● Your objective
Gather every line in the data below that contains the string "striped". Case counts, so match capital and lowercase letters exactly.
***** Data entries *****
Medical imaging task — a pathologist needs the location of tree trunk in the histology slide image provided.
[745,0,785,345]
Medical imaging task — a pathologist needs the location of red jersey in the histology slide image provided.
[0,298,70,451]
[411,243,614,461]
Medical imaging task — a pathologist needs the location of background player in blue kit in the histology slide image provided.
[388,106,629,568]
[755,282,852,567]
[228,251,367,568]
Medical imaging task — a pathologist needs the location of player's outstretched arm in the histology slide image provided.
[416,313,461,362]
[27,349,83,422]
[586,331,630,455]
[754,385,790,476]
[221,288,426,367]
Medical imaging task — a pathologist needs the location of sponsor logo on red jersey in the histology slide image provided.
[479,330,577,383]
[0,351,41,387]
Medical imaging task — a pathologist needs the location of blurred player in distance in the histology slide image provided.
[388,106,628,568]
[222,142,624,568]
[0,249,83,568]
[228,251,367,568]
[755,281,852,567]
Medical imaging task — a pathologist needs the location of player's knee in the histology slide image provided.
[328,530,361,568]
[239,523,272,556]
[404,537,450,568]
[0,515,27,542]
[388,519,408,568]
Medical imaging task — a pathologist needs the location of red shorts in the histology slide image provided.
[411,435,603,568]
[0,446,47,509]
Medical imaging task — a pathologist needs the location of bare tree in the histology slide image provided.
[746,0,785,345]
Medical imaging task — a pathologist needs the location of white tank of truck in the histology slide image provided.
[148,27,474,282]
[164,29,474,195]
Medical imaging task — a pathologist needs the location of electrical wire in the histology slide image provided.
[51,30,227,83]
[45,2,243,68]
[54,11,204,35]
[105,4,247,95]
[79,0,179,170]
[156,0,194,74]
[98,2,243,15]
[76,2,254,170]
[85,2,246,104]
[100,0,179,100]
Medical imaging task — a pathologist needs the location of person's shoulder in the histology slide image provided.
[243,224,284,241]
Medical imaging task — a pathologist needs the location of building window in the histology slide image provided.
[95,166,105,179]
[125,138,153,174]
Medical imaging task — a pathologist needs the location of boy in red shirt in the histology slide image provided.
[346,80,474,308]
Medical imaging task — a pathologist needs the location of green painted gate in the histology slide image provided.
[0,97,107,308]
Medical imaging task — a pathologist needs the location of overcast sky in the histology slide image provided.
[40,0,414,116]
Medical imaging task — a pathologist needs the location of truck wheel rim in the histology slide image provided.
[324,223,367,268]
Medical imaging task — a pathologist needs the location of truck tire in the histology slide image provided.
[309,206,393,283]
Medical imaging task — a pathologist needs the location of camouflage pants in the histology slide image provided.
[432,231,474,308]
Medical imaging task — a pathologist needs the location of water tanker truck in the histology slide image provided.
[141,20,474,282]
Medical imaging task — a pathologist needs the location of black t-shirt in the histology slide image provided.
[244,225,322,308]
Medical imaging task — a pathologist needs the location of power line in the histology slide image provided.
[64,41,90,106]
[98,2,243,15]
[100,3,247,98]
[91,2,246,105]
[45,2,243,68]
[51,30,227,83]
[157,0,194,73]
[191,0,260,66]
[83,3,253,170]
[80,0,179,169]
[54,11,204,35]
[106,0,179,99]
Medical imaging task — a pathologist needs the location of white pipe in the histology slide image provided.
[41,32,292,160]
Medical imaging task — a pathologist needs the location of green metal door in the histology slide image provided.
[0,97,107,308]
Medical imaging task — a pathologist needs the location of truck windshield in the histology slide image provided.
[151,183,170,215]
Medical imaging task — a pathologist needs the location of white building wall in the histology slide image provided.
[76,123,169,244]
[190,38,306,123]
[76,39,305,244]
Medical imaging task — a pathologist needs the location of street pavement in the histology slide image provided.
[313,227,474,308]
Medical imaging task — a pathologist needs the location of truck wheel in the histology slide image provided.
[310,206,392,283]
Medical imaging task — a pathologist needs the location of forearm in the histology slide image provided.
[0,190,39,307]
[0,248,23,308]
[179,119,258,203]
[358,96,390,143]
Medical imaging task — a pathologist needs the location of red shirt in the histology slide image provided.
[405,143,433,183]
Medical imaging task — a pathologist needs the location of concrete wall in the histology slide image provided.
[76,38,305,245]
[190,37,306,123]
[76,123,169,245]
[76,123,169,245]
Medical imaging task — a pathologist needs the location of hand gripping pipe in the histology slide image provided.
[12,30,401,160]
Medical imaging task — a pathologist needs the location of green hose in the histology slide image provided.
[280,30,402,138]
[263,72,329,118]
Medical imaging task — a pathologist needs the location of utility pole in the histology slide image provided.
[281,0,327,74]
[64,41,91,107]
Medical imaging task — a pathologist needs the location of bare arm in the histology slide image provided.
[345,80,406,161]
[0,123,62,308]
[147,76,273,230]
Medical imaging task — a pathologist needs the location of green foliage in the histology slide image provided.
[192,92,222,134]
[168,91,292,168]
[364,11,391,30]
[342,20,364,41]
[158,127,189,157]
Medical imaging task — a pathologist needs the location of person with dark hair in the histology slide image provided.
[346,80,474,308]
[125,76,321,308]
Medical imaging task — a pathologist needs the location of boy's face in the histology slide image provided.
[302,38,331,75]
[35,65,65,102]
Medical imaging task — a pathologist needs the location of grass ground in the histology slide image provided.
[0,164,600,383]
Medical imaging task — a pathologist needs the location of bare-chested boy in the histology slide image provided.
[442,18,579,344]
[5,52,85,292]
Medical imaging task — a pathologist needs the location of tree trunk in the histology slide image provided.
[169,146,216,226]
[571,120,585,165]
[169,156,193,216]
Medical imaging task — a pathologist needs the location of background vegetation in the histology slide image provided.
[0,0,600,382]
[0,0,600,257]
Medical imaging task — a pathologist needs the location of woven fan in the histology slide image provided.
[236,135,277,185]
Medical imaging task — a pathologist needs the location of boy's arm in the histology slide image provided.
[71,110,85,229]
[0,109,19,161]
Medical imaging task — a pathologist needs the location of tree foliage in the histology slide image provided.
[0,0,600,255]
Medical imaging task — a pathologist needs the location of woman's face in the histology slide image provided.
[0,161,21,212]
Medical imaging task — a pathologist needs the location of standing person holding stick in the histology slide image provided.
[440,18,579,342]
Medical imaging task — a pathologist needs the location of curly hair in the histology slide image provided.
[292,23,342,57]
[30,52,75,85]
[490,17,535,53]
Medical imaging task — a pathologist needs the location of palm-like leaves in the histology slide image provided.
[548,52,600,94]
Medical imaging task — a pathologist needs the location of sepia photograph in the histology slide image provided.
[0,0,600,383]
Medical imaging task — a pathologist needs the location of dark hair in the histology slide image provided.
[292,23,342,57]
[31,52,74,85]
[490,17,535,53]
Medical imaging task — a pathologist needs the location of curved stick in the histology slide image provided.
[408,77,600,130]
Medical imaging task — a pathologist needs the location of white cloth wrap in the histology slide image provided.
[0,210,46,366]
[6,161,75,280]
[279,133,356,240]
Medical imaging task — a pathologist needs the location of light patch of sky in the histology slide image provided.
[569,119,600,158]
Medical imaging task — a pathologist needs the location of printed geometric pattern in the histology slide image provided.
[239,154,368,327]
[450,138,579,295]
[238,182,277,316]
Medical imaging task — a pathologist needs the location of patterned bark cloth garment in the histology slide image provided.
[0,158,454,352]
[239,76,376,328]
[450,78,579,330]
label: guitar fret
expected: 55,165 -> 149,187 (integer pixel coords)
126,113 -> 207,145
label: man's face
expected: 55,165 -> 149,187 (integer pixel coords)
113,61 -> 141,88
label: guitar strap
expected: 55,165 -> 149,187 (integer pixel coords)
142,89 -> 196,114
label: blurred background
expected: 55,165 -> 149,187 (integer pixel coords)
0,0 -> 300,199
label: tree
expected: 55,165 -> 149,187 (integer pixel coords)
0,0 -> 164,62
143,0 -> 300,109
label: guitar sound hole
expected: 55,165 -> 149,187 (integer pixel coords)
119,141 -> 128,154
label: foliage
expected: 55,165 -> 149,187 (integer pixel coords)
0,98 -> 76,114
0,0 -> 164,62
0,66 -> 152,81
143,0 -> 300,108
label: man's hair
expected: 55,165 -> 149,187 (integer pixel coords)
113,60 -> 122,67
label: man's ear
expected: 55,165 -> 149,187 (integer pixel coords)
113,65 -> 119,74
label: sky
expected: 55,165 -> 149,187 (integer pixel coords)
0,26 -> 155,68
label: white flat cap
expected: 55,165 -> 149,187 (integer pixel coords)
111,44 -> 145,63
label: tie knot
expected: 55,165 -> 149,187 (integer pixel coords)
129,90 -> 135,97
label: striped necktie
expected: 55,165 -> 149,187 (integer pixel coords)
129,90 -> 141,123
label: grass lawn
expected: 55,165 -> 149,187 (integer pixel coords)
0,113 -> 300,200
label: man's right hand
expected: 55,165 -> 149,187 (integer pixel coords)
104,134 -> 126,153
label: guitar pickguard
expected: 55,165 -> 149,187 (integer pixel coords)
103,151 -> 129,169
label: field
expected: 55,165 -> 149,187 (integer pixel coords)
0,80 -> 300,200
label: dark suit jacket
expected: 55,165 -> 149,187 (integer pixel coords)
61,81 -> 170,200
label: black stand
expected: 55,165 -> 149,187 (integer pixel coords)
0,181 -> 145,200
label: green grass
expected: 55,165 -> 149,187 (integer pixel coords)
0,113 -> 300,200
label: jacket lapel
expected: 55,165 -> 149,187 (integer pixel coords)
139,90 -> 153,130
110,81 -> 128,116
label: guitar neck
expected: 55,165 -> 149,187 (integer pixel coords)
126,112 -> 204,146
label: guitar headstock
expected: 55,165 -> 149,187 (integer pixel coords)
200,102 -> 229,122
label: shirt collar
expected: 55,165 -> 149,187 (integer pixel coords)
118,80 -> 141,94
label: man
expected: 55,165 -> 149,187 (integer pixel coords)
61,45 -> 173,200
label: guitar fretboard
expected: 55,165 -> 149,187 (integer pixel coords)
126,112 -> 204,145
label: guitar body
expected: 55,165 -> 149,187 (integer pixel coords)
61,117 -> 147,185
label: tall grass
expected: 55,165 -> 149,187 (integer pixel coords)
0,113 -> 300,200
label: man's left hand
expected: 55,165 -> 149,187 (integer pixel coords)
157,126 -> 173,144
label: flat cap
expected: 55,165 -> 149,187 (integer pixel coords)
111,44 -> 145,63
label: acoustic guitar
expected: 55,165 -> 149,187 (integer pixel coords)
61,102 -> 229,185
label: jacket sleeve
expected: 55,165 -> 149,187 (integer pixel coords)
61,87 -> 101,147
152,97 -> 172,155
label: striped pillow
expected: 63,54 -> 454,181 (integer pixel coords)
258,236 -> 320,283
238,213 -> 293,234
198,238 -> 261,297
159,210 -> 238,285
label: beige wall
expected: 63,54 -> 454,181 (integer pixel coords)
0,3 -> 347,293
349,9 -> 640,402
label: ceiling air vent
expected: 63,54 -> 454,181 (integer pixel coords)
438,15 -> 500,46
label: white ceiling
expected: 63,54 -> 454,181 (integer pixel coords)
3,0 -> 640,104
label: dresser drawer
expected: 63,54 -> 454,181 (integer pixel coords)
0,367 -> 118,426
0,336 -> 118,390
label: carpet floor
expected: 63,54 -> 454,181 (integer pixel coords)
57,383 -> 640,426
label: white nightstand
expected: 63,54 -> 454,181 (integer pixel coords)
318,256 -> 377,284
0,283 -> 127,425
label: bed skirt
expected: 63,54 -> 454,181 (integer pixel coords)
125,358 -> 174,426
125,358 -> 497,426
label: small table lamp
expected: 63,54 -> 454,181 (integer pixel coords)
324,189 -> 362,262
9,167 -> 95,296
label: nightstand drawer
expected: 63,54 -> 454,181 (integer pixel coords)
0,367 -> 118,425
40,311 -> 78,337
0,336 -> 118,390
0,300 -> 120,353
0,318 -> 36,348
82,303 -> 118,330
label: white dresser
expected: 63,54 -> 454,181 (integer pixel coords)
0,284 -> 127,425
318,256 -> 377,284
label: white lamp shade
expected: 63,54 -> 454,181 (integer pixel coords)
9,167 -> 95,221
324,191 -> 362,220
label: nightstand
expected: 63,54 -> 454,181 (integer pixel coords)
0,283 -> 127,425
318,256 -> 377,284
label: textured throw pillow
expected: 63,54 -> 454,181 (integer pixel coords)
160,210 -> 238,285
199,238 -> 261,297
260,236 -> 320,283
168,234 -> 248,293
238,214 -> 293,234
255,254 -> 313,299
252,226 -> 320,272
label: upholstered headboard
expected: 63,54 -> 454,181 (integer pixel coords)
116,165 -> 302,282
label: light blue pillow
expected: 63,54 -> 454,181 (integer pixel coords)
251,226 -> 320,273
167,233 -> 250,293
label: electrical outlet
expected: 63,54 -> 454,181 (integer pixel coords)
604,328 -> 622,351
*****
● Exercise result
label: striped necktie
label: striped pillow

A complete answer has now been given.